### GOAL OF THE EXERCISE
Write the material out again exactly as it stands.

### RECORDS SHOWN
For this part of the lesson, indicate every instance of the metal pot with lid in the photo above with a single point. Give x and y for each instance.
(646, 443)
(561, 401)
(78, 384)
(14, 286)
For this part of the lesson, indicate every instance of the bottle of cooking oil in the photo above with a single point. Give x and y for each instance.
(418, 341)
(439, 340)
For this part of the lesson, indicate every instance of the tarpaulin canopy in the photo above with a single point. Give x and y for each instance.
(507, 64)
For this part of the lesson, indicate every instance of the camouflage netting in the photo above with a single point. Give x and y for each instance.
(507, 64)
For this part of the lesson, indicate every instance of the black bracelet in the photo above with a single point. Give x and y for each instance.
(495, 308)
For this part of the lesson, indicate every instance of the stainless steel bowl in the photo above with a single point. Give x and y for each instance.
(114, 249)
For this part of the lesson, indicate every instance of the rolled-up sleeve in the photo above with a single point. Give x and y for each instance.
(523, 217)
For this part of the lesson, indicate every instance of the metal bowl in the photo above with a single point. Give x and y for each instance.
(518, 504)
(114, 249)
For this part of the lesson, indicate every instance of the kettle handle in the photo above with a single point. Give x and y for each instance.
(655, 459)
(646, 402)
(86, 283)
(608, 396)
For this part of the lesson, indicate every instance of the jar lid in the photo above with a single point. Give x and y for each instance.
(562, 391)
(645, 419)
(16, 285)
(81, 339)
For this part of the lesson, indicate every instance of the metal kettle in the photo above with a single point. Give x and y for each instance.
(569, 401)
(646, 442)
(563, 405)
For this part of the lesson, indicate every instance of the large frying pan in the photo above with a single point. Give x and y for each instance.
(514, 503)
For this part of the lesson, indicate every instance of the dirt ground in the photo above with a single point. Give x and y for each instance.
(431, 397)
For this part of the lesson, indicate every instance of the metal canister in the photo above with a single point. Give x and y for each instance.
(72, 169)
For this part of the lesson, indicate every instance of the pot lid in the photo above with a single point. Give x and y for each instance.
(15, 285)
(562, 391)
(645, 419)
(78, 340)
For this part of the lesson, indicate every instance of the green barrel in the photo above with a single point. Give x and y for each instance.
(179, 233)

### WRITTEN ANSWER
For this part of the lesson, indicate every instance of the metal pot with lid in the photo above with a single point. Give x and y for each instance.
(646, 443)
(561, 401)
(78, 384)
(14, 286)
For this part of the lesson, indicate every instance of the bottle of cooking oil in the photo above with a single point. Give x and y for each instance.
(418, 341)
(439, 340)
For this part of the lesson, indicate every instance of the tarpaulin canopy in the photo above with a single point. Give x and y for each instance.
(507, 64)
For this part of the lesson, indicate every instance of the camouflage netting in the photo above with a single point. Give x and y for each instance.
(507, 64)
For this part of the lesson, indicate every instance of the black bracelet in the photo above with a single point. Give x and y for each instance.
(495, 308)
For this part of the lesson, indicate every instance of the stainless steel bowl in the photo above with a single point. Give x and y for each instance.
(114, 249)
For this part of the lesson, indicate every instance of the rolled-up sleeve in the photo above with a single point. Give x and y for each instance.
(523, 217)
For this part of the lesson, indicate every instance of the metal bowl in the photo above with a single point. Give x and y for each instance.
(518, 504)
(114, 249)
For this part of the lesson, indicate every instance of the kettle handle in the photo above with a single point. Give x and y for each instance.
(655, 459)
(646, 402)
(86, 283)
(608, 396)
For this part of the lesson, indicate every instance of the jar lid in the photo above with a single point. Give x and y for each instance.
(562, 391)
(645, 419)
(16, 285)
(81, 339)
For this part of the lesson, indicate every instance of the metal kettle in the photo above with a single point. Give x and y for each instance.
(569, 401)
(646, 442)
(563, 405)
For this part of the lesson, indicate every instance of the large frying pan in the photo above with a single point. Give x and y for each instance.
(514, 503)
For this part of the lesson, indicate every instance of the dirt ground in the photo above with a single point. Give x and y for each instance.
(431, 397)
For this part of the lesson, indicate every instance of the metal canister in the photo above with a single point. Give x and y for each instance.
(72, 169)
For this part of the lesson, indicate every instance of the pot lid in the photo above with a single point. Give x and y for each instance.
(15, 285)
(562, 391)
(645, 419)
(78, 340)
For this part of the lesson, indicate every instance of the green barrel in the photo above with a single point. Give x and y for each instance.
(179, 233)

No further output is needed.